> RECORDS FOR THE TASK
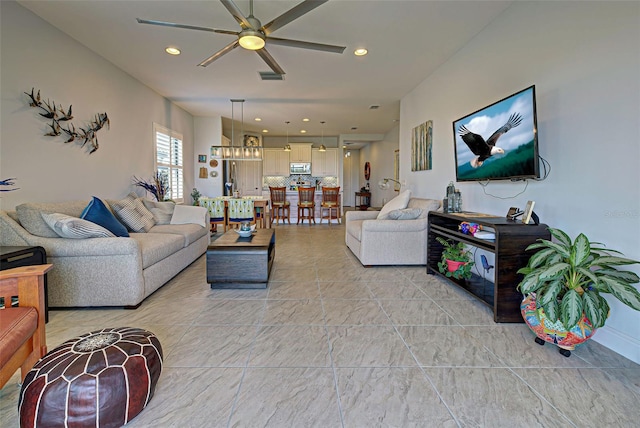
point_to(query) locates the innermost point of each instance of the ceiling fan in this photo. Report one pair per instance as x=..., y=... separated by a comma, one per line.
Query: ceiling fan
x=254, y=36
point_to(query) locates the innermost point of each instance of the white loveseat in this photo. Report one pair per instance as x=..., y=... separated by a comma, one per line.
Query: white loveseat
x=390, y=242
x=106, y=271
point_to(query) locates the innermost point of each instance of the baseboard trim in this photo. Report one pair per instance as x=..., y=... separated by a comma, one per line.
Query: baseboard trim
x=621, y=343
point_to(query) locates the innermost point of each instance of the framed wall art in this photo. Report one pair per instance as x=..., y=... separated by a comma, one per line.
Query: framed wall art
x=421, y=146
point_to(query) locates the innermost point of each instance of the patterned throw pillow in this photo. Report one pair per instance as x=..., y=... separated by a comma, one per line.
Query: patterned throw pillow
x=405, y=214
x=98, y=213
x=161, y=211
x=133, y=214
x=75, y=228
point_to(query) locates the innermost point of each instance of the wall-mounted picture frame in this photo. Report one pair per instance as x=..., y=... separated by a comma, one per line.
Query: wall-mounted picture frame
x=421, y=146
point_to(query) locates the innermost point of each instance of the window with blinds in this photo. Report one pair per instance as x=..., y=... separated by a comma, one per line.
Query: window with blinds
x=168, y=145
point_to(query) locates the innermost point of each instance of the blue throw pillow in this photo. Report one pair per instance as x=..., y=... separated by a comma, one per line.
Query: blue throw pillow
x=98, y=213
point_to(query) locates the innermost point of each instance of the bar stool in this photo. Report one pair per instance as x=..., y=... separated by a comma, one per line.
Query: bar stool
x=217, y=212
x=306, y=204
x=330, y=202
x=279, y=204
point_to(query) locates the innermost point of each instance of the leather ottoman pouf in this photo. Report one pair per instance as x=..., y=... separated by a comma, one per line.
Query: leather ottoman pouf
x=100, y=379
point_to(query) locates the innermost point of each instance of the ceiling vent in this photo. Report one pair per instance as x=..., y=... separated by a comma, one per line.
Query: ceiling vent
x=270, y=75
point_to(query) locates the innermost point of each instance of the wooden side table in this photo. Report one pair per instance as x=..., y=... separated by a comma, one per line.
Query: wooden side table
x=363, y=200
x=11, y=257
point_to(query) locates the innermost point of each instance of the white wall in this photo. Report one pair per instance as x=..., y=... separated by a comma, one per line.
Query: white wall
x=382, y=157
x=35, y=54
x=208, y=132
x=584, y=58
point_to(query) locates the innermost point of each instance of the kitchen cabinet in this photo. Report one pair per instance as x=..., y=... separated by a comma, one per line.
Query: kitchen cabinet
x=275, y=162
x=250, y=178
x=300, y=153
x=324, y=164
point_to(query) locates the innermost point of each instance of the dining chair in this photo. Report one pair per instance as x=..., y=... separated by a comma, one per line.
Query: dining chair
x=240, y=210
x=306, y=204
x=217, y=212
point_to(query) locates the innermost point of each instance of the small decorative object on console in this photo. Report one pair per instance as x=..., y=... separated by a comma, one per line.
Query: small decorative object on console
x=469, y=228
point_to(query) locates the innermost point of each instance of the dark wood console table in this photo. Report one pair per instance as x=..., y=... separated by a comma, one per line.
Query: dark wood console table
x=363, y=200
x=11, y=257
x=511, y=240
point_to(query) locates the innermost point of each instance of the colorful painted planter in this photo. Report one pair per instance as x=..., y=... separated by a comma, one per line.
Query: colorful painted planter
x=554, y=332
x=453, y=265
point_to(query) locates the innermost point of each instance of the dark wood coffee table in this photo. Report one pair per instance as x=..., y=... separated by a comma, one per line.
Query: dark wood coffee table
x=236, y=262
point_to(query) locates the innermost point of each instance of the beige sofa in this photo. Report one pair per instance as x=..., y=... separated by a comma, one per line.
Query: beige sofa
x=390, y=242
x=111, y=271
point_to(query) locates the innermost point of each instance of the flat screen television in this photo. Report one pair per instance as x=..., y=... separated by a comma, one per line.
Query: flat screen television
x=500, y=141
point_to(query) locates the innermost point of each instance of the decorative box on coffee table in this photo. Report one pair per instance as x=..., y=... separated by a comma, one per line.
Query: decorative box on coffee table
x=237, y=262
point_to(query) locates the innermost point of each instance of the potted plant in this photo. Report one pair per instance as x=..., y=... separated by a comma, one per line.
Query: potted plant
x=158, y=186
x=563, y=285
x=456, y=261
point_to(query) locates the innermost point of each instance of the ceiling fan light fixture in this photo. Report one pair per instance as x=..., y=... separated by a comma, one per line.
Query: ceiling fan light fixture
x=251, y=40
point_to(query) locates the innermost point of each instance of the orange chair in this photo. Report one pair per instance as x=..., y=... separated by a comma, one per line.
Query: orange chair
x=306, y=204
x=330, y=202
x=22, y=331
x=279, y=205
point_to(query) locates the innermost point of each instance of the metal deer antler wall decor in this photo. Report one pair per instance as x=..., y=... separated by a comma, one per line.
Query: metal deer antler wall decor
x=58, y=115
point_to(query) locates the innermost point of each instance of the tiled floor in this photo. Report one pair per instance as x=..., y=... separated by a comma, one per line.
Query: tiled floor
x=333, y=344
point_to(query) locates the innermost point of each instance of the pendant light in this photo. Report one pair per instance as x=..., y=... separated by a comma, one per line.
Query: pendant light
x=287, y=147
x=323, y=148
x=234, y=152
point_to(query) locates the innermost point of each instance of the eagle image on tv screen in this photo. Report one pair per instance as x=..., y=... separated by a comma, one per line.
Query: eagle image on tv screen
x=498, y=142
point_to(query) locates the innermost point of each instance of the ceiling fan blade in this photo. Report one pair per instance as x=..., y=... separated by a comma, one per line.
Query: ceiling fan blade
x=305, y=45
x=237, y=14
x=188, y=27
x=293, y=13
x=266, y=56
x=231, y=46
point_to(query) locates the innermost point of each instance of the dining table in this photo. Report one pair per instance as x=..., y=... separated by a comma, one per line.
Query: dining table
x=260, y=204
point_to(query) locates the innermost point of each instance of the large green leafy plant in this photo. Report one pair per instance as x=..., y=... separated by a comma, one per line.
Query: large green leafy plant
x=568, y=278
x=458, y=253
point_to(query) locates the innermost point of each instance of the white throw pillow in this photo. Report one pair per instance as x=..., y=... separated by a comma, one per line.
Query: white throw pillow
x=161, y=211
x=76, y=228
x=405, y=214
x=134, y=214
x=184, y=214
x=400, y=202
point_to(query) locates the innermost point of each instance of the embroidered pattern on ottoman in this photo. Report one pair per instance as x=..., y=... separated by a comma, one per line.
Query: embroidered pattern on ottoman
x=100, y=379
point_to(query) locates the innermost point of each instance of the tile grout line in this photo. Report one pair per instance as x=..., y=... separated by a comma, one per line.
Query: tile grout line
x=333, y=366
x=246, y=365
x=424, y=373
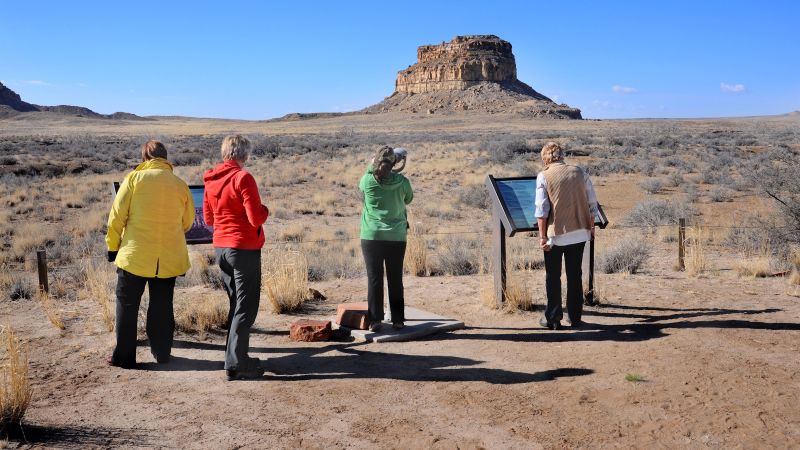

> EXERCISE
Produce an exact copy of each line of data, skipping embedded images.

> ANSWER FOR THIS EXERCISE
point_to(query) locates the innermost point of each instance of the ceiling fan in this photo. Report one pair per instance as x=..., y=... separated by a comma, one per line.
Query: ceiling fan
x=254, y=36
point_to(query) locates the innermost point of each instance of the white loveseat in this photo. Report one pair per instance as x=..., y=... separated by a comma, one per line.
Query: white loveseat
x=390, y=242
x=106, y=271
point_to(query) locates the innermost point of each instance of the baseboard trim in this photo. Report one pair per instance as x=..., y=... separated by a comma, one per line.
Query: baseboard trim
x=621, y=343
point_to(query) locates the innermost point of each instance of the framed wall art in this photo. Report one pair per instance as x=..., y=... separated by a comma, one per line.
Query: framed wall art
x=421, y=146
point_to(query) locates the innermost point of each instance of the patterned throw pillow in this photo. Report one pair per instance as x=..., y=... separated by a comma, one per line.
Query: patterned throw pillow
x=405, y=214
x=98, y=213
x=161, y=211
x=133, y=214
x=75, y=228
point_to(query) locates the innermost point of each instance of the wall-mounted picture frame in this photo. Report one pair per instance as x=..., y=... separated by a comma, one per line.
Query: wall-mounted picture frame
x=421, y=146
point_to(query) locates the innermost point of each instance of the window with blinds in this photo. Report one pair per instance as x=..., y=... separated by a comma, one per line.
Query: window with blinds
x=168, y=145
point_to(query) locates the innermost point of each instance of the blue throw pillow in this photo. Report one pair per instance as x=..., y=... separated by a comma, one per line.
Query: blue throw pillow
x=98, y=213
point_to(query) locates the innermost point of each instance of the bar stool in this photo. Report one pair per instance as x=..., y=... separated by a comma, one per line.
Query: bar stool
x=217, y=212
x=306, y=204
x=330, y=202
x=279, y=204
point_to(query) locates the innermost point of each instance of the leather ottoman pouf in this photo. Report one pair per instance as x=..., y=... separated by a comma, one per line.
Query: leather ottoman pouf
x=100, y=379
point_to(query) locates the innermost point of each instance of the ceiling vent in this photo. Report one pair per instance as x=..., y=... separated by a comma, one per line.
Query: ceiling vent
x=270, y=75
point_to(query) locates the innermost point of each instance of the wooden side table in this photo. Report one pair per instance as x=..., y=... separated by a comma, one per line.
Query: wooden side table
x=363, y=200
x=11, y=257
point_to(query) locates the innermost point of each instance of the white wall in this photo. Report one pair per instance as x=..., y=... separated by a comma, one per line.
Query: white wall
x=382, y=157
x=35, y=54
x=208, y=132
x=584, y=58
point_to(query) locates the innermost point of each instance of the kitchen cabinet in this photo. Report one pair per instance as x=..., y=... separated by a comma, one per line.
Query: kitchen cabinet
x=275, y=162
x=250, y=178
x=300, y=153
x=324, y=164
point_to(query) locates the innermost point of each instance of the dining chair in this photo. Report one pair per instance as x=..., y=... separated by a comma, one per line.
Query: dining chair
x=240, y=210
x=306, y=204
x=217, y=212
point_to(query) locates the innermost point of each instance of the small decorative object on console in this photo. Report one pair per instance as x=..., y=... separated by a comma, one per line.
Query: small decorative object on console
x=469, y=228
point_to(query) locates the innermost point of each instance of the dark wood console table in this photo. Report one pair per instance as x=..., y=... separated by a comma, one per line.
Query: dark wood console table
x=363, y=200
x=11, y=257
x=511, y=240
point_to(query) locates the innermost point of each instance of the colorful painted planter in this photo. Report one pair per instance as x=..., y=... separated by a comma, one per line.
Query: colorful painted planter
x=554, y=332
x=453, y=265
point_to(query) locates the innermost point of each instance of the dark wood coffee table in this photo. Report one pair per instance as x=..., y=... separated by a comma, one per line.
Query: dark wood coffee table
x=236, y=262
point_to(query) locates the innermost point of each instance of the beige sofa in this photo. Report one pair per instance as x=..., y=... separated by a comma, one per line.
Query: beige sofa
x=390, y=242
x=111, y=271
point_to(query) locates the innermost point of each instance of the flat screen television in this photo. Report one pair per instance as x=..., y=... separated by a comma, one per line.
Query: flat screen television
x=500, y=141
point_to(query) locates the innermost point of each instance of the decorative box on coffee table in this photo. Report one pair per instance as x=..., y=... separated by a comma, one per line.
Query: decorative box on coffee table
x=237, y=262
point_to(query) locates the innermost point of each instance of the potted plant in this photo. Report one pair per instance as x=..., y=... separated by a comma, one per line.
Query: potted plant
x=158, y=186
x=563, y=285
x=456, y=261
point_to(query) locates the innermost point of each instance of the ceiling fan light fixture in this photo. Report one pair per instance as x=..., y=... separated by a comma, one per line.
Query: ceiling fan light fixture
x=251, y=40
point_to(query) locates the innermost point of each instance of the orange chair in this photo. Report one pair per instance as x=..., y=... separated by a comma, one per line.
Query: orange chair
x=306, y=204
x=330, y=202
x=22, y=331
x=279, y=205
point_to(query) locates the innermost point of each instance of the metal deer antler wall decor in this photo. Report one pair per instance as x=..., y=... separated by a comma, one per line.
Query: metal deer antler wall decor
x=58, y=115
point_to(query) locates the innermost point of each instance of the tiled floor in this photo. Report one pair per instance as x=..., y=... separated by a comma, one per line.
Query: tiled floor
x=333, y=344
point_to(query) locates the innermost point of each instance of the pendant light in this photo. Report one pair per instance as x=..., y=... separated by a comma, one per line.
Query: pendant light
x=287, y=147
x=323, y=148
x=234, y=152
point_to(query) locates the innermost point of each instance of the eagle image on tv screen in this photo. Report one pair per instance as x=..., y=... separated by a comma, one per line.
Query: eagle image on tv screen
x=498, y=142
point_to(query) locates the innermost point of each instance of the ceiling fan blade in this photo. Report one pair per instance as x=..., y=... separated by a comma, one per line.
Query: ceiling fan blade
x=305, y=45
x=237, y=14
x=188, y=27
x=293, y=13
x=266, y=56
x=231, y=46
point_to(query) locates the innermost point of each instance of the dining table in this photo. Report one pair per instance as x=..., y=... separated by a comma, one per line.
Query: dining table
x=260, y=204
point_to(query) locates the innermost point of each instance of the large green leafy plant in this photo. Report one pair per instance as x=..., y=... separated by a comma, one per line.
Query: large green leafy plant
x=568, y=278
x=458, y=253
point_to(query) locates the innermost point of each instance of the white throw pillow in this photo. Report one pair per instance as x=..., y=... separated by a comma, one per line.
Query: white throw pillow
x=161, y=211
x=76, y=228
x=405, y=214
x=134, y=214
x=184, y=214
x=400, y=202
point_to(query) locates the innermost point of each instance of the embroidered pattern on ottoman in this photo. Report one pair per instance as x=..., y=... separated by a comma, one per line.
Query: embroidered pattern on ottoman
x=100, y=379
point_to(query) locates the innermost point of each instance of the tile grout line in this photo. Report one pair per instance as x=..., y=... separated by a comma, one per line.
Query: tile grout line
x=333, y=366
x=246, y=365
x=424, y=373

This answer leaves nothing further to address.